[Stored items from a collection]
— Begin —
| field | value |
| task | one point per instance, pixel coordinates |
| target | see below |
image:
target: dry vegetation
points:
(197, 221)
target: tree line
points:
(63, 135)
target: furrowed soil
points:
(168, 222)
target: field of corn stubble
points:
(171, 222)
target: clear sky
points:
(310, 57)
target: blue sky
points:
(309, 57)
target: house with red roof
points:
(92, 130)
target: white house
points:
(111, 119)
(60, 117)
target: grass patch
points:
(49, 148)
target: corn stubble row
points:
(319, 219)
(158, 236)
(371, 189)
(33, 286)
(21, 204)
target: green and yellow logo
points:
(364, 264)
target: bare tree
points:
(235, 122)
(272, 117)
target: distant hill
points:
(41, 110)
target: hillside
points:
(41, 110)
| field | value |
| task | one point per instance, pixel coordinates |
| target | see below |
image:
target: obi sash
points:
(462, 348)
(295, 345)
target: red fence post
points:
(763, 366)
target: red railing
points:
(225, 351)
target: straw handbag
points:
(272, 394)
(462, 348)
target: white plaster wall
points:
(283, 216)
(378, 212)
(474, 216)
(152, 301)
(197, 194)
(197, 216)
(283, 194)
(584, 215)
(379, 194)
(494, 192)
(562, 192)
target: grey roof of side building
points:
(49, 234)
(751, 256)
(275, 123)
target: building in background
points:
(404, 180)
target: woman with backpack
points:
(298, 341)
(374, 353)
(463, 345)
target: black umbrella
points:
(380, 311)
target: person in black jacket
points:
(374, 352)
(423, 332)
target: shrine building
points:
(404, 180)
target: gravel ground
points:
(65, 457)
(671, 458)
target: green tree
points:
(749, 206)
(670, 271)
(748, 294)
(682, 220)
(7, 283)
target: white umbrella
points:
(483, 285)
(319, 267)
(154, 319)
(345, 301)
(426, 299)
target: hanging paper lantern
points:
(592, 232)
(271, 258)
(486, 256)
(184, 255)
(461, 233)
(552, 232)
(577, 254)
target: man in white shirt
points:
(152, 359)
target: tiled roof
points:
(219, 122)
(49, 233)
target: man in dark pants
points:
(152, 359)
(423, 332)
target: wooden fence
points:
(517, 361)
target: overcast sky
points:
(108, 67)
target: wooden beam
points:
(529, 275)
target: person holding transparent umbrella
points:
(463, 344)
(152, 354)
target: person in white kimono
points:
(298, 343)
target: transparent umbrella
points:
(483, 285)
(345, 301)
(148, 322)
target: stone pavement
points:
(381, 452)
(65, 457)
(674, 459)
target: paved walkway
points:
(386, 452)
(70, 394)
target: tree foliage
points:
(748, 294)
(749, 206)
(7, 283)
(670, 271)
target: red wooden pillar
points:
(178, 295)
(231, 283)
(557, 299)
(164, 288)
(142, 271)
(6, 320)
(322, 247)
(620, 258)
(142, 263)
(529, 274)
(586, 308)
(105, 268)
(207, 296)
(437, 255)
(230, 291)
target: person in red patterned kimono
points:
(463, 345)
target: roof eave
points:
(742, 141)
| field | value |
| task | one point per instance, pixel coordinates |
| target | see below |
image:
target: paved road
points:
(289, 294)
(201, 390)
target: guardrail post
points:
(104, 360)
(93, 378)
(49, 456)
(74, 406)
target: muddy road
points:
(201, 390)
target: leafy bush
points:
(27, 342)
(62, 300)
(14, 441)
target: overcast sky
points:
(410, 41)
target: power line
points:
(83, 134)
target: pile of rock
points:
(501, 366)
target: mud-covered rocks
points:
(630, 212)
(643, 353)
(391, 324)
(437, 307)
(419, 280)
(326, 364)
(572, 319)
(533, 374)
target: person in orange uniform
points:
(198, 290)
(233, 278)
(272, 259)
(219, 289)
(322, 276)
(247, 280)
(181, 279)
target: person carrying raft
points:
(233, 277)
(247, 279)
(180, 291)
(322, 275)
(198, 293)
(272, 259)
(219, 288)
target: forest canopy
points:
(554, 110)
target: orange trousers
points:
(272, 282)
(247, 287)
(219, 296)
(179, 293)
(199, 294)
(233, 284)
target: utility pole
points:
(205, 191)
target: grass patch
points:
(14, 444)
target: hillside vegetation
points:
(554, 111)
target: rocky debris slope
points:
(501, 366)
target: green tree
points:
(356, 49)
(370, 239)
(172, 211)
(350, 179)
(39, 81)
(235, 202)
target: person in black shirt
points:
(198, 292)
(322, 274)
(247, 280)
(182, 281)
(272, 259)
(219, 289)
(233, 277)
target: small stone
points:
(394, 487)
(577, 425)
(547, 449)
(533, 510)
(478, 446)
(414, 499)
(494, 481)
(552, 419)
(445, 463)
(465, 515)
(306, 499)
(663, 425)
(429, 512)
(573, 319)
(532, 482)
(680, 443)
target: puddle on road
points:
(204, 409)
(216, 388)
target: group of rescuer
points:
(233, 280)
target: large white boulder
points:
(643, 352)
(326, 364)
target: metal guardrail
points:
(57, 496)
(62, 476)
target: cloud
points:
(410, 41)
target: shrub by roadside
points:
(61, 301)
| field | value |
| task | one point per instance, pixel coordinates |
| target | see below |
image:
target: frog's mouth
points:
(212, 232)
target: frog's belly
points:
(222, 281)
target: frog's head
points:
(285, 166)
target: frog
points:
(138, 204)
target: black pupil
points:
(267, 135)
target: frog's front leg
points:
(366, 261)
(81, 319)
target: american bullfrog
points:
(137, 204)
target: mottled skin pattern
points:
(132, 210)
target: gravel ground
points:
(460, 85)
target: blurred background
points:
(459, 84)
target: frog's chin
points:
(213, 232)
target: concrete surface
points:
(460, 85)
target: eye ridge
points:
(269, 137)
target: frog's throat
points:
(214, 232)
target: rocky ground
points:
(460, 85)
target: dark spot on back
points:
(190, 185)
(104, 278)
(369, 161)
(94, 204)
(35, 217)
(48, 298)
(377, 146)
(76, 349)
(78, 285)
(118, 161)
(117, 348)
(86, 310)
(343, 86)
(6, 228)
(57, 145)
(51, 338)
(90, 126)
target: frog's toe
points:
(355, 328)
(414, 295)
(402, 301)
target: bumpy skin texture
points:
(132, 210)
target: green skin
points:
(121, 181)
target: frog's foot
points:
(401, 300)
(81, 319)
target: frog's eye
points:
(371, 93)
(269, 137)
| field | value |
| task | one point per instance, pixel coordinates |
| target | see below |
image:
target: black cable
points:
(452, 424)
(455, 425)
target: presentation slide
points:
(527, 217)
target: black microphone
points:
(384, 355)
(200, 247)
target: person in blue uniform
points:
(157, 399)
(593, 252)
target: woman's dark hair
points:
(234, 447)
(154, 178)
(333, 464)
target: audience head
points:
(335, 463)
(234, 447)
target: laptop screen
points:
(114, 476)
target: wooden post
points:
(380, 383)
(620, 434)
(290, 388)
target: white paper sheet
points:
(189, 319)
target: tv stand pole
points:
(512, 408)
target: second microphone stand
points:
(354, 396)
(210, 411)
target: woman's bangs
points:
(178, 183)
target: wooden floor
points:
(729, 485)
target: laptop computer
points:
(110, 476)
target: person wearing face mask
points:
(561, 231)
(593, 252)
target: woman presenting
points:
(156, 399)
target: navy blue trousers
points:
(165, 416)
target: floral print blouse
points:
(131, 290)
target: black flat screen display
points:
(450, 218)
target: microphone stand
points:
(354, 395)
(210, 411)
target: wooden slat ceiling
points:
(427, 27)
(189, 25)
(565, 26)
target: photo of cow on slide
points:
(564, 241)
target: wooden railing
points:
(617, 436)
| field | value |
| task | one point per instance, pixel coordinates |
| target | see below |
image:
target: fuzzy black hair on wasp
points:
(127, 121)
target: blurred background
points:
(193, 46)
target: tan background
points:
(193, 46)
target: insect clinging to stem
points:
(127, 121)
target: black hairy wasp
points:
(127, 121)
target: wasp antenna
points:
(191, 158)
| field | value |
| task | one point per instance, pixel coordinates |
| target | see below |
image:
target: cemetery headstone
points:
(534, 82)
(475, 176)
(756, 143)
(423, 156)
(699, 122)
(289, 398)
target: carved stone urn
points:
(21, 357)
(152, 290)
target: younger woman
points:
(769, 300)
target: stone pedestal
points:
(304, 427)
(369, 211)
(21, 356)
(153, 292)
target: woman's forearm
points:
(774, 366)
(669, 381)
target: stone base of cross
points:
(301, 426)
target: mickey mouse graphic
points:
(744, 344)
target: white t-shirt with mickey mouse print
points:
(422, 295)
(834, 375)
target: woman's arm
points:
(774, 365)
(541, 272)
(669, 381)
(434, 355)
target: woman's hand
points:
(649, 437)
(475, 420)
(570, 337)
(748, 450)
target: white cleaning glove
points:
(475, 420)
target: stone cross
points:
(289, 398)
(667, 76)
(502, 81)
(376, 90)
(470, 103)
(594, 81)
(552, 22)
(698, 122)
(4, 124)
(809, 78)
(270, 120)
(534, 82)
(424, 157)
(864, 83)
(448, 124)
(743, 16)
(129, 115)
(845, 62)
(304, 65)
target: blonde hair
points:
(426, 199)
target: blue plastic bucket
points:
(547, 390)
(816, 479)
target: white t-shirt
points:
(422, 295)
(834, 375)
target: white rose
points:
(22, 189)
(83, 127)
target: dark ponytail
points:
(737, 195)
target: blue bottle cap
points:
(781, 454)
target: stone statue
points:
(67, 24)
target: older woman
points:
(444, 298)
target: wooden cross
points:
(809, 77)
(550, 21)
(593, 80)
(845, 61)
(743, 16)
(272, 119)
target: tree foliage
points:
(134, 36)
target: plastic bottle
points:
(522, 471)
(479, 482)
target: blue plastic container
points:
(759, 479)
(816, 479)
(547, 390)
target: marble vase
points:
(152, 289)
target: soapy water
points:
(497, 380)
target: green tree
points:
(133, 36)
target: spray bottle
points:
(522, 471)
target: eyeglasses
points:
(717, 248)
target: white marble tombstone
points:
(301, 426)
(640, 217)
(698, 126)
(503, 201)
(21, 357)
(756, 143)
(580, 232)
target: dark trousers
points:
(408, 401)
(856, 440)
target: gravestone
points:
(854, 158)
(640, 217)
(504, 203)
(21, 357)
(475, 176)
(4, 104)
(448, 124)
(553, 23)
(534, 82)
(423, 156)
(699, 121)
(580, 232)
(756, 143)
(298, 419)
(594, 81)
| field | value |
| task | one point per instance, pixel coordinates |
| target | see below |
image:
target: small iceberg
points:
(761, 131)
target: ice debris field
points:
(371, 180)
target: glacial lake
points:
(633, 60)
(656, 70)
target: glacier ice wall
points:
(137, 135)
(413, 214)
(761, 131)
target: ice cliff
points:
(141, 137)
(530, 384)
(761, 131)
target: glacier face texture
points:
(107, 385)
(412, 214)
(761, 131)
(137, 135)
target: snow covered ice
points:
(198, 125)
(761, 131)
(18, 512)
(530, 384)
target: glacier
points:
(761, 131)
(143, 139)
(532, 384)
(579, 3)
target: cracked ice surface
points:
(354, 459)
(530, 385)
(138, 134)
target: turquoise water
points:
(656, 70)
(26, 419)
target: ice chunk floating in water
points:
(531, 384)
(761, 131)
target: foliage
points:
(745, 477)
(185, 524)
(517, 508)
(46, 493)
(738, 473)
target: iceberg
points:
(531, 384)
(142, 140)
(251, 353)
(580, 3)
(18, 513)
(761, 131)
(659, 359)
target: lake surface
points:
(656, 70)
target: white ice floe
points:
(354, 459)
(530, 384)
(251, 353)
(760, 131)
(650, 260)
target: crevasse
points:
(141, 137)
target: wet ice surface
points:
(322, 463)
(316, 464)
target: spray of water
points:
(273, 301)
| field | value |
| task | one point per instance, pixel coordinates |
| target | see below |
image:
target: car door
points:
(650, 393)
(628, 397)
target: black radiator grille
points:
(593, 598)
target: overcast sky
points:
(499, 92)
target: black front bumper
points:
— End —
### [Directive]
In the records above, return only the line that contains "target: spray bottle" and every line after it through the last, exactly as they appear.

### [Response to this task]
target: spray bottle
points:
(522, 471)
target: eyeglasses
points:
(717, 248)
target: white marble tombstone
points:
(301, 426)
(640, 217)
(698, 126)
(503, 201)
(21, 357)
(756, 143)
(580, 232)
target: dark trousers
points:
(408, 401)
(856, 440)
target: gravestone
points:
(854, 158)
(640, 217)
(504, 203)
(21, 357)
(475, 176)
(4, 104)
(448, 124)
(553, 23)
(534, 82)
(423, 156)
(699, 121)
(580, 232)
(756, 143)
(298, 419)
(594, 81)
| field | value |
| task | one point per instance, pixel coordinates |
| target | see below |
image:
target: small iceberg
points:
(761, 131)
target: ice debris field
points:
(371, 180)
target: glacial lake
points:
(633, 60)
(656, 70)
target: glacier ice wall
points:
(137, 135)
(413, 214)
(761, 131)
target: ice cliff
points:
(141, 137)
(530, 384)
(761, 131)
target: glacier face texture
points:
(107, 385)
(412, 214)
(761, 131)
(137, 135)
target: snow covered ice
points:
(198, 125)
(761, 131)
(18, 512)
(530, 384)
target: glacier
points:
(761, 131)
(143, 139)
(532, 384)
(579, 3)
target: cracked ice surface
points:
(354, 459)
(530, 385)
(138, 134)
target: turquoise water
points:
(656, 70)
(26, 419)
target: ice chunk floating in water
points:
(531, 384)
(761, 131)
target: foliage
points:
(745, 477)
(185, 524)
(517, 508)
(46, 493)
(738, 473)
target: iceberg
points:
(531, 384)
(142, 140)
(251, 353)
(580, 3)
(18, 513)
(761, 131)
(659, 359)
target: lake surface
points:
(656, 70)
target: white ice floe
points:
(354, 459)
(530, 384)
(251, 353)
(760, 131)
(650, 260)
target: crevasse
points:
(141, 137)
target: wet ice surface
points:
(322, 463)
(316, 464)
target: spray of water
points:
(273, 301)
| field | value |
| task | one point per instance, pixel coordinates |
| target | see below |
image:
target: car door
points:
(650, 393)
(628, 397)
target: black radiator grille
points:
(593, 598)
target: overcast sky
points:
(499, 92)
target: black front bumper
points:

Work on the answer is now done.